* [Requisito 1] No texto sobre o filme de Petra Costa, qual sequência é citada como exemplo de cena mais composta, que confere acabamento poético à obra?
* [Requisito 2] Reproduza, sem qualquer alteração, a passagem do texto sobre o filme de Petra Costa que vai de “Petra Costa, irmã” até “pela carga dramática.”.

Petra Costa, irmã da mártir de si mesma, vai ao reencontro da primogênita percorrendo as ruelas de Nova York e as palavras da própria Elena relatadas em videocassetes, diários e cartas. Imagens de uma câmera caseira gravadas ao longo dos anos pela irmã mais velha ajudam a montar o drama familiar com perfeição. Petra não é a única cineasta aqui. De alguma forma a performática Elena é artista permanente no filme da caçula que soube achar soluções para contar a história de maneira fácil de ser deglutida pela maioria dos espectadores. Elena é definitivamente mais difícil pela carga dramática.

Imagens granuladas se confundem no tempo e são articuladas a interpretações, nunca “encenações”, da própria Petra – também atriz – ora entre uma cidade desfocada, ora numa fusão de personagens: Petra, Elena e a mãe se parecem muito, e em algumas cenas, simbolicamente, tornam-se a mesma face triste de olhos fundos, a mulher na busca de preencher suas vidas de algum sentido, aqui norteadas pela arte. Algumas cenas são mais compostas dando o acabamento poético ao filme, como por exemplo a sequência de pessoas flutuando num rio fotografada numa paleta de cores escuras e frias.

* [Dados extraídos]
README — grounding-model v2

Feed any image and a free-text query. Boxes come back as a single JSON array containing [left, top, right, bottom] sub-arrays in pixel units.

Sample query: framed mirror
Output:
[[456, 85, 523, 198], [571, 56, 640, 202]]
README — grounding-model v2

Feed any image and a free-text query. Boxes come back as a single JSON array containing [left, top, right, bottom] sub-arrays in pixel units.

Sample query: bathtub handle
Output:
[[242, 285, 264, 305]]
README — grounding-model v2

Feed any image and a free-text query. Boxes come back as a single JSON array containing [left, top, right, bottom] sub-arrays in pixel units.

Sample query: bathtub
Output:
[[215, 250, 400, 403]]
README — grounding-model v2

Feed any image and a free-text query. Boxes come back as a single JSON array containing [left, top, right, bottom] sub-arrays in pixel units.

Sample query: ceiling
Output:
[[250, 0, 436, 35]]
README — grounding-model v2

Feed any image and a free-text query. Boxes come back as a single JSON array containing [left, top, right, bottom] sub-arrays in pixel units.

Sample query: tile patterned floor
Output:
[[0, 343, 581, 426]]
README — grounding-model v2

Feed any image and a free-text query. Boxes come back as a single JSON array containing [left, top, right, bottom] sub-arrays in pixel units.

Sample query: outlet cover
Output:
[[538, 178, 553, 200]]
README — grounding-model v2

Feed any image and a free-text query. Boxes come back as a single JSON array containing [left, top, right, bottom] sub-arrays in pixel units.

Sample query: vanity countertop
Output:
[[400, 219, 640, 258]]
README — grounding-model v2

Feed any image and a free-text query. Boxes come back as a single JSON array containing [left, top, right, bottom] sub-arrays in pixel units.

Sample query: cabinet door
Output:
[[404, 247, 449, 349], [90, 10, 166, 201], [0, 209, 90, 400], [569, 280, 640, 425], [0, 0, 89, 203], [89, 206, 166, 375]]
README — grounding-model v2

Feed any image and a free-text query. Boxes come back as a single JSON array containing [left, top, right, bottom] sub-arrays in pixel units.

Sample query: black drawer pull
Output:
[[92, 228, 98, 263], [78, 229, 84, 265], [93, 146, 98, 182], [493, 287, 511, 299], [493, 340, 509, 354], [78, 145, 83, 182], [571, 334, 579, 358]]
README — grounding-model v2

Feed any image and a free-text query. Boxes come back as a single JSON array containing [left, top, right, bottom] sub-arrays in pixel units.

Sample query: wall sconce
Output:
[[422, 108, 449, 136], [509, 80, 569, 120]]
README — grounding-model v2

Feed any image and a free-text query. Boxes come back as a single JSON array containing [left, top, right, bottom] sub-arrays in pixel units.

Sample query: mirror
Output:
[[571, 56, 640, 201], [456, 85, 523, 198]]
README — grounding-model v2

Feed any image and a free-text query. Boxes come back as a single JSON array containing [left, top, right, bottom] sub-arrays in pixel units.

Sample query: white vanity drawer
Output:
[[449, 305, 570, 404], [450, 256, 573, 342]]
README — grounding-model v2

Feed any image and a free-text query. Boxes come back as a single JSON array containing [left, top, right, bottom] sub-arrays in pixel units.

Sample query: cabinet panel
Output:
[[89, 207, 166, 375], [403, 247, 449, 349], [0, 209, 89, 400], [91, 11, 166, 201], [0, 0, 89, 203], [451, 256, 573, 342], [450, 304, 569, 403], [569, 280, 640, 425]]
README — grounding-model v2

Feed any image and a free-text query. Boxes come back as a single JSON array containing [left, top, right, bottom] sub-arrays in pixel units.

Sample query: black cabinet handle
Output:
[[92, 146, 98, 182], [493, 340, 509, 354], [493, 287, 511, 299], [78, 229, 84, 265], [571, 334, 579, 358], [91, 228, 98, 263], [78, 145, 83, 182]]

* [Área de resposta 1] A sequência de pessoas flutuando num rio, fotografada numa paleta de cores escuras e frias.

* [Área de resposta 2]
Petra Costa, irmã da mártir de si mesma, vai ao reencontro da primogênita percorrendo as ruelas de Nova York e as palavras da própria Elena relatadas em videocassetes, diários e cartas. Imagens de uma câmera caseira gravadas ao longo dos anos pela irmã mais velha ajudam a montar o drama familiar com perfeição. Petra não é a única cineasta aqui. De alguma forma a performática Elena é artista permanente no filme da caçula que soube achar soluções para contar a história de maneira fácil de ser deglutida pela maioria dos espectadores. Elena é definitivamente mais difícil pela carga dramática.